(Data under study)

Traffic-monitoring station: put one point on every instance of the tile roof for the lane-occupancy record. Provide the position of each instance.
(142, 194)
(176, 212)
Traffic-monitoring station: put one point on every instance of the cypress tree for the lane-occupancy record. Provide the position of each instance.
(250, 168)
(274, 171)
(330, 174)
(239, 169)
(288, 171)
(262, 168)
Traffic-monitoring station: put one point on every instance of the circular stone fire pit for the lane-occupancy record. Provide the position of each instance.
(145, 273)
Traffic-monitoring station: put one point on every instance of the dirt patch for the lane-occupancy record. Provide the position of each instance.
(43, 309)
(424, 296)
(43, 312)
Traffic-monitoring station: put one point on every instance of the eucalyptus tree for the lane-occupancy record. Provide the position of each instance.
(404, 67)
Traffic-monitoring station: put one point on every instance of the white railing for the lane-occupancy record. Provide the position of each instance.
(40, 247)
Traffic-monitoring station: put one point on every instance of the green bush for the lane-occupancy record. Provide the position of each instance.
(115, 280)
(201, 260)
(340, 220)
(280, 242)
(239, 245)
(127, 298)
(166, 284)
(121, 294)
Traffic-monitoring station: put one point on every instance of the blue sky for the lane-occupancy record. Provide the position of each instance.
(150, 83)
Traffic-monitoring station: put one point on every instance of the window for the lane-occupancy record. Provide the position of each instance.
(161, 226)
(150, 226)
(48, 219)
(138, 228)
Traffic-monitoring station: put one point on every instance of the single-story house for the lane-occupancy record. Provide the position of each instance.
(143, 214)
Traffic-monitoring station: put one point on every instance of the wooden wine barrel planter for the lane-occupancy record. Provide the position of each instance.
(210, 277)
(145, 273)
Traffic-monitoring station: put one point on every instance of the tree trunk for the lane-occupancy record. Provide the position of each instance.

(End Data under study)

Everything from the line with "of the window" to the last line of the entries is to be written out exactly; omit all earlier lines.

Traffic-monitoring station: put one point on every instance of the window for the lane-occupancy record. Provide the position of each instance.
(161, 226)
(150, 226)
(48, 219)
(138, 228)
Traffic-monitoring station: put one point on every instance of the single-story house for the lane-occupancy record. Provide the position of each instance.
(143, 214)
Traffic-monitoring station: put one point on every instance of the wooden wine barrel planter for the lane-occupancy record. Provide the position of each instance.
(210, 277)
(145, 273)
Traffic-monitoring station: put one point on every instance of the tree trunk for the lane-occupancy record. Provide the position of each instance.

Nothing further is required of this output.